From the material below, pull out every line that contains the word "wooden".

>> Start

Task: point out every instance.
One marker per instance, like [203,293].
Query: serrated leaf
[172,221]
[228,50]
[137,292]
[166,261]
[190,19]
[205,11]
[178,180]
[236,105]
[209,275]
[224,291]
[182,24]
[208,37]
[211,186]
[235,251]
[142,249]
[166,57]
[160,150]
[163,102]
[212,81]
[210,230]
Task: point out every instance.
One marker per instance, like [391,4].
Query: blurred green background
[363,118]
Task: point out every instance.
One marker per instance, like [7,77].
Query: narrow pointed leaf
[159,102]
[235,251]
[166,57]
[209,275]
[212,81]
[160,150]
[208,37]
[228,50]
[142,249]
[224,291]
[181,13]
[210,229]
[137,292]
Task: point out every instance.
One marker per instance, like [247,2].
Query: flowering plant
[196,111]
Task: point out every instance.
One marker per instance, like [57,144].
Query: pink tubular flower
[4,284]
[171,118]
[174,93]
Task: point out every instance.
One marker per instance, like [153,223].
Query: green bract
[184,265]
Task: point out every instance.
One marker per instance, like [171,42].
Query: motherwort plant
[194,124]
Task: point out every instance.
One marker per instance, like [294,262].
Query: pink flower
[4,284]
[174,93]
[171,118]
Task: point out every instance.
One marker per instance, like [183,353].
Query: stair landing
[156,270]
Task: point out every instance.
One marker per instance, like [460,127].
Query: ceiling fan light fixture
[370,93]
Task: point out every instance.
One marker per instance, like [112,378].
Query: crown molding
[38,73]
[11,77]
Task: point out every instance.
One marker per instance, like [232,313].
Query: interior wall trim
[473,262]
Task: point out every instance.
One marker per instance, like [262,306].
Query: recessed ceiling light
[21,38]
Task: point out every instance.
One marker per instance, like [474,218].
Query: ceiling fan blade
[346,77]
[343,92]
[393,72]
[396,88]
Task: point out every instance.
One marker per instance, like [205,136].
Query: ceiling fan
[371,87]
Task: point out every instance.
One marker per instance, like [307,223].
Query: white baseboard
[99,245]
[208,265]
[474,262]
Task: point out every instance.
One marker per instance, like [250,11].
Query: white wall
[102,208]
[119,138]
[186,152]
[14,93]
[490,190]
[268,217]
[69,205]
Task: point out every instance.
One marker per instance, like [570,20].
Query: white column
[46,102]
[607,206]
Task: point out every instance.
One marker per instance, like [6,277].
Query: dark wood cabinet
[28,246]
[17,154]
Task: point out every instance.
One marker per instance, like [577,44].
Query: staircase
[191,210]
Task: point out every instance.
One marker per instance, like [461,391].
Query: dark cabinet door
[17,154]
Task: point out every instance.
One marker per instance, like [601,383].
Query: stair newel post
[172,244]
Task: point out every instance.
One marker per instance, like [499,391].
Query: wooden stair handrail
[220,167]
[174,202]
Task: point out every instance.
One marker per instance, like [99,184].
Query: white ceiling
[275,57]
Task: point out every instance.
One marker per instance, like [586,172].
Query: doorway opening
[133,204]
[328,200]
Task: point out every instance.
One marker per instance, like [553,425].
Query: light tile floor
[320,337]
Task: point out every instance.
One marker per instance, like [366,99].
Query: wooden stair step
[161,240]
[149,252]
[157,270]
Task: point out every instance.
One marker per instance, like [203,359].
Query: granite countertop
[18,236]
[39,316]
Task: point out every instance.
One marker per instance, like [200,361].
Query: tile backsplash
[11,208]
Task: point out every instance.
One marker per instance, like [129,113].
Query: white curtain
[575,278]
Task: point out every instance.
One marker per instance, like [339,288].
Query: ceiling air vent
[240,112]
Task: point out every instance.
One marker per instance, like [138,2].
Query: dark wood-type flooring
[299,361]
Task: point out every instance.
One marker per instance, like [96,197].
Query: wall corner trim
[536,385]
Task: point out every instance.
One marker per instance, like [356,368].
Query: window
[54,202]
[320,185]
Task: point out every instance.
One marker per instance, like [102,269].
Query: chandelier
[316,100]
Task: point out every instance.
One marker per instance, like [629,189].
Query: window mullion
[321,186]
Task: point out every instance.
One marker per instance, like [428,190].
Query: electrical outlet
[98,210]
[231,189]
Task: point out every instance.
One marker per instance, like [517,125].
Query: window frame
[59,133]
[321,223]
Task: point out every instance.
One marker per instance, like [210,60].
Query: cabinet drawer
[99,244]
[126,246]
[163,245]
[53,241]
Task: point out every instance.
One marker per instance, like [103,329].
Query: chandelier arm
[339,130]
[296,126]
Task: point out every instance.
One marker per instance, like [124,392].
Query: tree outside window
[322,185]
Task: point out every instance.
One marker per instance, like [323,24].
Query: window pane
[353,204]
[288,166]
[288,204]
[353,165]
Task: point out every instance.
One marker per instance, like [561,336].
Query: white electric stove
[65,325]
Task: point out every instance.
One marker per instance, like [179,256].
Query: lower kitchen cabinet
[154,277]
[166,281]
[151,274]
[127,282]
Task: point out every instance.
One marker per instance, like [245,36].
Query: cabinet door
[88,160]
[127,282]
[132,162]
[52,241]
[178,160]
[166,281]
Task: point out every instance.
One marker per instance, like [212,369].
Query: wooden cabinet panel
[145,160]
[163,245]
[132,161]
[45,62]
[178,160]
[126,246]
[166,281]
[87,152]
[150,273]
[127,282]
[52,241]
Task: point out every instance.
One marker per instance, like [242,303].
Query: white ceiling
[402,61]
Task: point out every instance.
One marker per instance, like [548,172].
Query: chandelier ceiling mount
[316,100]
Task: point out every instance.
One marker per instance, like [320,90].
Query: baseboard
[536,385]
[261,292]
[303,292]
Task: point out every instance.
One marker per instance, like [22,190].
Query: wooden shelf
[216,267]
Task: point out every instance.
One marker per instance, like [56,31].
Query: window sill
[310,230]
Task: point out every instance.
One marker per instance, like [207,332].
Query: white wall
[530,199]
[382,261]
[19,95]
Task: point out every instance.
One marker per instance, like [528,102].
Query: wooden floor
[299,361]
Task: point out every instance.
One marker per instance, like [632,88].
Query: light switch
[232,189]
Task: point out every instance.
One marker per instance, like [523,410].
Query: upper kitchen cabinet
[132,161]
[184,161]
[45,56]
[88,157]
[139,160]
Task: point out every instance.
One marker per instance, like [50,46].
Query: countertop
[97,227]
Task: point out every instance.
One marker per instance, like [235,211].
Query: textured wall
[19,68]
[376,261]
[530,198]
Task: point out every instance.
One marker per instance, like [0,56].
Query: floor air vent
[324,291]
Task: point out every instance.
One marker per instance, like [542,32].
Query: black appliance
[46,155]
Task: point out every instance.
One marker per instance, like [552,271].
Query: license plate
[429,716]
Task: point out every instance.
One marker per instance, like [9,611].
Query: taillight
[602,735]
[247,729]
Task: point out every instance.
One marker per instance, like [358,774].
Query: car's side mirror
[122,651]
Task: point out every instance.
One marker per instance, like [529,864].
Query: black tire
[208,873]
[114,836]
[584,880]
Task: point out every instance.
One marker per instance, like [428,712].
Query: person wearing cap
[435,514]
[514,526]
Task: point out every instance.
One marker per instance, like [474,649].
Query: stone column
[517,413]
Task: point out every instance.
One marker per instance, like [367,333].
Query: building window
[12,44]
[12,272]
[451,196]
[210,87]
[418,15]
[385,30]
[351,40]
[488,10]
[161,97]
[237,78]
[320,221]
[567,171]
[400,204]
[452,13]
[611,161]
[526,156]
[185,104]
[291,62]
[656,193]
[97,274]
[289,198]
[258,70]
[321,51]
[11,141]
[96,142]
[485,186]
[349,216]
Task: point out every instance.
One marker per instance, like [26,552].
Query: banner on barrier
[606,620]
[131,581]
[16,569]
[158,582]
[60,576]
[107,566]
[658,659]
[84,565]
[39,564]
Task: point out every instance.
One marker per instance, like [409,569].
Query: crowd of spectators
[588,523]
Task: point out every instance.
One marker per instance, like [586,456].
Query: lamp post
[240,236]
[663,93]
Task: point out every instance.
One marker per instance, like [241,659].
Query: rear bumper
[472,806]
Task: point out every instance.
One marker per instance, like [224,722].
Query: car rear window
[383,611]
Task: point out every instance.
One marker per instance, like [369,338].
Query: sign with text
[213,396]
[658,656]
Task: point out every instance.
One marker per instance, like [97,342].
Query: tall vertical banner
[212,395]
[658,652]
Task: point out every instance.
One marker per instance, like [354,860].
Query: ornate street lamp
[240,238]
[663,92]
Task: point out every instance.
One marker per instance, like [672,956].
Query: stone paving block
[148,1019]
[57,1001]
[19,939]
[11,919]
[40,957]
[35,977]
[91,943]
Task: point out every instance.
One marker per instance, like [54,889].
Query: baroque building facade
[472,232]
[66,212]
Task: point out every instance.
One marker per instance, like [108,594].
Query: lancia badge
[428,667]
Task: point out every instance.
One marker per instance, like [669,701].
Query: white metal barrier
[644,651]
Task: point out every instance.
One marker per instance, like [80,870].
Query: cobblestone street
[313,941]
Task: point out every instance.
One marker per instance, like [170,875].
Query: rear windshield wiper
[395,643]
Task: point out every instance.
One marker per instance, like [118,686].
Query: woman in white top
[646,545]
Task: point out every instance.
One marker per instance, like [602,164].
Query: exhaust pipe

>> End

Result of this exercise →
Query: wooden stair handrail
Query: wooden stair step
Query: wooden cabinet panel
Query: wooden shelf
Query: wooden floor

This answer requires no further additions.